TASK REQUIREMENTS: Below is a listing; copy all of it exactly.

INPUT:
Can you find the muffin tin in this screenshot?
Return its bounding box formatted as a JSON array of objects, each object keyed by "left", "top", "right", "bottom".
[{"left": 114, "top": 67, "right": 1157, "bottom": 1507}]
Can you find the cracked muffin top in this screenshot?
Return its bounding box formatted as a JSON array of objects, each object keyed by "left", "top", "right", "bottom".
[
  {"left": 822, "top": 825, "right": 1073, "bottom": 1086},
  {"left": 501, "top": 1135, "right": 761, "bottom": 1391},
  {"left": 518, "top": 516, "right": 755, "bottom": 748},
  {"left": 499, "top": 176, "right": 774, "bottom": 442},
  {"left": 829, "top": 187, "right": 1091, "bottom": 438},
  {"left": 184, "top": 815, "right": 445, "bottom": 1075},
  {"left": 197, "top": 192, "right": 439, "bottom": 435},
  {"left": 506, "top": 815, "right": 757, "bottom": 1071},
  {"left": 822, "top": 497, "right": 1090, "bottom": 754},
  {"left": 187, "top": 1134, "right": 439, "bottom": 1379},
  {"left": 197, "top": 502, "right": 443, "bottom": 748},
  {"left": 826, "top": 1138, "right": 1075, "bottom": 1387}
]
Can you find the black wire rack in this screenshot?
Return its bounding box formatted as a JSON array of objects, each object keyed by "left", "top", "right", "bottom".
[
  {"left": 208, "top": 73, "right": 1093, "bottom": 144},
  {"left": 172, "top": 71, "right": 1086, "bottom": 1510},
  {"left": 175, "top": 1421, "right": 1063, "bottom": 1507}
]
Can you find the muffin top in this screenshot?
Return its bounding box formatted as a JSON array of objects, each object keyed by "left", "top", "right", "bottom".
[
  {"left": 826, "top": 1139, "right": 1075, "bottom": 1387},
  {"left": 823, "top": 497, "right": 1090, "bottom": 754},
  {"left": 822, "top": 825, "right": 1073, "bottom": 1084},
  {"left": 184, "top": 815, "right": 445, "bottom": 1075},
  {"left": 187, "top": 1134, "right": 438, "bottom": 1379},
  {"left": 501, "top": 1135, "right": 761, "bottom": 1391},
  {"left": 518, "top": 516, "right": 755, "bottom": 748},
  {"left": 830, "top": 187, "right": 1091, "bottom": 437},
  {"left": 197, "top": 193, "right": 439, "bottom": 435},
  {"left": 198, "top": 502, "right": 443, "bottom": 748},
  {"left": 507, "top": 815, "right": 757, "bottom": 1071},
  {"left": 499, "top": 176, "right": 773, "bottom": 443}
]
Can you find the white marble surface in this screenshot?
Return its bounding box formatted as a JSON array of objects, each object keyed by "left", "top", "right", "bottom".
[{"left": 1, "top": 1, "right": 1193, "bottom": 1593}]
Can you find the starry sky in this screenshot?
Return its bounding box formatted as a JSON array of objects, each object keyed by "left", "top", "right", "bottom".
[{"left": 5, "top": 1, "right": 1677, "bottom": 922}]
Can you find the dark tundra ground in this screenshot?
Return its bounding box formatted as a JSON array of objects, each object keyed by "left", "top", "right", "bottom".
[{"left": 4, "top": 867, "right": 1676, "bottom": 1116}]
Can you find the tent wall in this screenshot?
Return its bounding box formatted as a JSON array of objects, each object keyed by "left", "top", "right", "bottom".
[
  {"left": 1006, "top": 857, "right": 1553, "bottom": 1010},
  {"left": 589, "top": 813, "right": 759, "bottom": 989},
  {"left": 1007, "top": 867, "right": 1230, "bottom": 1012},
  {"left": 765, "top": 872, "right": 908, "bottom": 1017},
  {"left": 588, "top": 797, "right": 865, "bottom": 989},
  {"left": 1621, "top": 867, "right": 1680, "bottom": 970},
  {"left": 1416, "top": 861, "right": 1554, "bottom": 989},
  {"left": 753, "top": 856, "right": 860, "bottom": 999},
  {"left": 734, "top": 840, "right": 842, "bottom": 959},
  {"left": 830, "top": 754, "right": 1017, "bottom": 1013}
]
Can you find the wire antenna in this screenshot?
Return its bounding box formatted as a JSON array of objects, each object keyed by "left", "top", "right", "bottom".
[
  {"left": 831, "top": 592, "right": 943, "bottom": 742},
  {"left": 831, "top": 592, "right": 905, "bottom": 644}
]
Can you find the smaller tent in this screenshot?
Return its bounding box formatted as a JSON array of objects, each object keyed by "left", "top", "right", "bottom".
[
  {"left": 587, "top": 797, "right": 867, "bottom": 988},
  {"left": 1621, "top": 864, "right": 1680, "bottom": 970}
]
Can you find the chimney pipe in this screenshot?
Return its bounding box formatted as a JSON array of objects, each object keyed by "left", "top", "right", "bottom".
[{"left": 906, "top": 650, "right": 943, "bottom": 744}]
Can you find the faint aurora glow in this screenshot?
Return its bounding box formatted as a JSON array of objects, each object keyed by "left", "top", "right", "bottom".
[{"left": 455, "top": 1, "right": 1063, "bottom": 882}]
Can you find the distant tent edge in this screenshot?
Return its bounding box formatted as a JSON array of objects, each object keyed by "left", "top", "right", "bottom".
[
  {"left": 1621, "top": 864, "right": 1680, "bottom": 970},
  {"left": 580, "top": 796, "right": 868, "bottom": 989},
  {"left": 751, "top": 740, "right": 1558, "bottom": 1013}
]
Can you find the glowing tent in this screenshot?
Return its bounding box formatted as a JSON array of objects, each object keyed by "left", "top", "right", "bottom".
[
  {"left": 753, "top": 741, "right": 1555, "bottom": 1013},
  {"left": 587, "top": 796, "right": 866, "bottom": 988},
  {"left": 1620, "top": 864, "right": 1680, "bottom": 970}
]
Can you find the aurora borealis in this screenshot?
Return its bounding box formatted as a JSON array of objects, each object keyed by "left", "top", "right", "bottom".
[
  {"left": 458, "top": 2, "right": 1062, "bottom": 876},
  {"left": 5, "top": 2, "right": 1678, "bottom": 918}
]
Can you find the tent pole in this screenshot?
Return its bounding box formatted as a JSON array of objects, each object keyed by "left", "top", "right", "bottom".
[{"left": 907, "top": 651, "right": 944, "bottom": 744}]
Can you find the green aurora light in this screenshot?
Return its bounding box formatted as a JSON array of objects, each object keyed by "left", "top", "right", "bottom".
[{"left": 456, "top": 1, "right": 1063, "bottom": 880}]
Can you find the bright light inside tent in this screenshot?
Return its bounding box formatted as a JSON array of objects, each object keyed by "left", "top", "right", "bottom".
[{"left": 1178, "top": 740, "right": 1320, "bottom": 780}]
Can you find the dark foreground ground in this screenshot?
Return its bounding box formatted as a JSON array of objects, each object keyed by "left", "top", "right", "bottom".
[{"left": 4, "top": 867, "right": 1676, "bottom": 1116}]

EXPECTED ANSWER:
Can you find the muffin tin in this screenshot?
Return its bounding box formatted as a JSON array of objects, each object keyed by "left", "top", "right", "bottom".
[{"left": 114, "top": 67, "right": 1157, "bottom": 1507}]
Can you find the cracked muffin top in this screenshot?
Return its bounding box formatted as a JSON array of objects, each object keyed by "left", "top", "right", "bottom".
[
  {"left": 822, "top": 825, "right": 1073, "bottom": 1086},
  {"left": 501, "top": 1135, "right": 761, "bottom": 1391},
  {"left": 518, "top": 516, "right": 755, "bottom": 748},
  {"left": 499, "top": 176, "right": 774, "bottom": 442},
  {"left": 829, "top": 187, "right": 1091, "bottom": 438},
  {"left": 184, "top": 815, "right": 445, "bottom": 1075},
  {"left": 197, "top": 192, "right": 439, "bottom": 435},
  {"left": 506, "top": 815, "right": 757, "bottom": 1071},
  {"left": 822, "top": 497, "right": 1090, "bottom": 754},
  {"left": 187, "top": 1134, "right": 439, "bottom": 1379},
  {"left": 197, "top": 502, "right": 443, "bottom": 748},
  {"left": 826, "top": 1138, "right": 1075, "bottom": 1387}
]
Can you find the black wire rack in this screenshot?
Return its bounding box formatted as a JSON array of objects, each object keyed by "left", "top", "right", "bottom".
[
  {"left": 208, "top": 73, "right": 1093, "bottom": 144},
  {"left": 172, "top": 71, "right": 1086, "bottom": 1510},
  {"left": 175, "top": 1421, "right": 1063, "bottom": 1507}
]
Can you find the muffin top in this screenshot?
Return its bounding box formatted as a JSON array of objects, each object keyed by "left", "top", "right", "bottom".
[
  {"left": 826, "top": 1139, "right": 1075, "bottom": 1387},
  {"left": 823, "top": 497, "right": 1090, "bottom": 754},
  {"left": 822, "top": 825, "right": 1073, "bottom": 1084},
  {"left": 184, "top": 815, "right": 445, "bottom": 1075},
  {"left": 187, "top": 1134, "right": 438, "bottom": 1379},
  {"left": 501, "top": 1135, "right": 761, "bottom": 1391},
  {"left": 518, "top": 516, "right": 755, "bottom": 748},
  {"left": 830, "top": 187, "right": 1091, "bottom": 437},
  {"left": 197, "top": 193, "right": 439, "bottom": 435},
  {"left": 198, "top": 502, "right": 443, "bottom": 748},
  {"left": 507, "top": 815, "right": 757, "bottom": 1071},
  {"left": 499, "top": 176, "right": 773, "bottom": 443}
]
Can you find the white marble surface in this screenshot?
Return its bounding box formatted as a JSON array of objects, each object keyed by "left", "top", "right", "bottom".
[{"left": 1, "top": 1, "right": 1193, "bottom": 1593}]
Can you find the starry sky in this screenshot?
Return its bounding box formatted as a JSON array of objects, each object keyed by "left", "top", "right", "bottom".
[{"left": 5, "top": 1, "right": 1677, "bottom": 922}]
Can you find the dark tundra ground in this screenshot?
Return its bounding box formatted as a JSON array of objects, each object keyed by "left", "top", "right", "bottom".
[{"left": 4, "top": 867, "right": 1676, "bottom": 1116}]
Can you find the tent wall in this screenshot?
Return its bounding box formatted as a JSON array of objects, each object keyed by "left", "top", "right", "bottom".
[
  {"left": 1006, "top": 857, "right": 1553, "bottom": 1010},
  {"left": 589, "top": 813, "right": 759, "bottom": 989},
  {"left": 1007, "top": 867, "right": 1230, "bottom": 1012},
  {"left": 765, "top": 872, "right": 908, "bottom": 1017},
  {"left": 588, "top": 797, "right": 865, "bottom": 989},
  {"left": 1621, "top": 867, "right": 1680, "bottom": 970},
  {"left": 1416, "top": 861, "right": 1554, "bottom": 989},
  {"left": 753, "top": 856, "right": 860, "bottom": 999},
  {"left": 734, "top": 840, "right": 842, "bottom": 959},
  {"left": 830, "top": 754, "right": 1017, "bottom": 1013}
]
Can you find the wire antenna in this screenshot?
Return its bounding box formatted as a JSON array of objects, each object keyed by "left", "top", "right", "bottom".
[
  {"left": 831, "top": 592, "right": 943, "bottom": 742},
  {"left": 831, "top": 592, "right": 905, "bottom": 644}
]
Can you find the smaller tent in this screenshot?
Return its bounding box formatted as a JSON array of objects, each object keyed by "left", "top", "right", "bottom".
[
  {"left": 587, "top": 797, "right": 867, "bottom": 988},
  {"left": 1621, "top": 864, "right": 1680, "bottom": 970}
]
Can you find the chimney pipe in this screenshot?
Return its bounding box formatted as a JSON array of objects, each object keyed by "left", "top", "right", "bottom".
[{"left": 906, "top": 650, "right": 943, "bottom": 744}]
Can you find the faint aurora glow in this screenshot?
Return its bounding box formatted as a JSON array of objects, each object keyed by "left", "top", "right", "bottom".
[{"left": 455, "top": 1, "right": 1063, "bottom": 882}]
Can you find the distant tent edge in this screenshot?
Return its bounding box formatted as a JSON array of objects, each object keyed by "left", "top", "right", "bottom".
[
  {"left": 1621, "top": 864, "right": 1680, "bottom": 970},
  {"left": 580, "top": 796, "right": 868, "bottom": 989},
  {"left": 751, "top": 740, "right": 1558, "bottom": 1013}
]
Can you find the glowing tent in this screenshot?
Return its bounding box formatted as a JSON array of objects, each object keyed by "left", "top", "right", "bottom".
[
  {"left": 753, "top": 741, "right": 1555, "bottom": 1013},
  {"left": 587, "top": 796, "right": 866, "bottom": 988},
  {"left": 1620, "top": 864, "right": 1680, "bottom": 970}
]
Can you find the aurora borealis in this screenshot?
Return its bounding box formatted as a JSON array of objects, each object keyed by "left", "top", "right", "bottom".
[
  {"left": 458, "top": 2, "right": 1062, "bottom": 876},
  {"left": 5, "top": 2, "right": 1678, "bottom": 918}
]
Can you find the tent pole in this screenshot?
Return its bounding box formatted as a JSON array of objects, each object keyed by "left", "top", "right", "bottom".
[{"left": 907, "top": 651, "right": 944, "bottom": 744}]
Can you find the green aurora light in this screenshot?
Return its bounding box formatted as a JSON array of objects, each object keyed by "left", "top", "right", "bottom".
[{"left": 456, "top": 1, "right": 1063, "bottom": 880}]
Can you find the bright light inside tent in this screenshot?
Return its bounding box formatted as a JSON array of objects, each object keyed by "left", "top", "right", "bottom".
[{"left": 1178, "top": 740, "right": 1320, "bottom": 780}]
Can you find the dark foreground ground in this screenshot?
Return its bounding box formatted as a JSON array of objects, each object keyed by "left", "top", "right", "bottom".
[{"left": 4, "top": 867, "right": 1676, "bottom": 1116}]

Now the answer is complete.